## TASK STATEMENT
Copy word for word the part of the MarkLogic NiFi sync flag question below, starting with "Marklogic NIFI custom" and going on through "flow? and Why?".
:: SELECTED EXTRACT
Search code examples
apache-nifimarklogic

Marklogic NIFI custom transform logic implmentation apprach comparison


It is related with this MarkLogic NIFI question. I think it might be useful to spin off a new question.

I am planning to use a "sync flag" collection on the document to implement a weekly changed sync between ML DB and a file folder. "Sync flag" will turn on whenever there is a change in the document. which way should I use to turn off that "Sync flag" with NIFI flow? and Why?

I feel all below 3 methods could work.

  1. Follow (https://docs.marklogic.com/guide/rest-dev/transforms) to use server trasform setting in QueryMarkLogic processor.
  2. Follow (https://docs.marklogic.com/guide/rest-dev/extensions) to implement a REST API Extension and use CallRestExtnsion processor.
  3. Write a simple xdmp:document-remove-collections XQuery script with ExecuteScript processor.
::::
:: PROVIDED RECORDS
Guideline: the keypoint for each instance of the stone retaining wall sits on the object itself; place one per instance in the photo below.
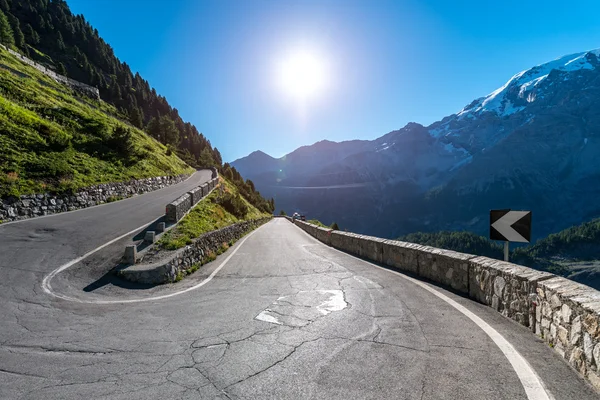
(168, 268)
(75, 85)
(564, 313)
(35, 205)
(176, 209)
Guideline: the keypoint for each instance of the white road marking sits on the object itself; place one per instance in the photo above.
(532, 383)
(335, 302)
(48, 289)
(267, 317)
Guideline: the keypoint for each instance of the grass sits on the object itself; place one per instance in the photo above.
(208, 215)
(55, 140)
(210, 256)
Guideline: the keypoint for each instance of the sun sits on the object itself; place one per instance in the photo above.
(302, 75)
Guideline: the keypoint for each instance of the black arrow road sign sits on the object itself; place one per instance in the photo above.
(510, 226)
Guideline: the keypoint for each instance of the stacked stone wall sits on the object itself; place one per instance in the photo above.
(167, 269)
(35, 205)
(564, 313)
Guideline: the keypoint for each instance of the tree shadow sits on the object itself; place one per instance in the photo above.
(111, 277)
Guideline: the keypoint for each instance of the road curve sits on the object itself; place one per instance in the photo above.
(284, 317)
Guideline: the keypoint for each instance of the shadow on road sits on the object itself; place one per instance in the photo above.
(110, 277)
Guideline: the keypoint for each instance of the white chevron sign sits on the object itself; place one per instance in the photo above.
(510, 226)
::::
## RESULT OF THE EXERCISE
Marklogic NIFI custom transform logic implmentation apprach comparison


It is related with this MarkLogic NIFI question. I think it might be useful to spin off a new question.

I am planning to use a "sync flag" collection on the document to implement a weekly changed sync between ML DB and a file folder. "Sync flag" will turn on whenever there is a change in the document. which way should I use to turn off that "Sync flag" with NIFI flow? and Why?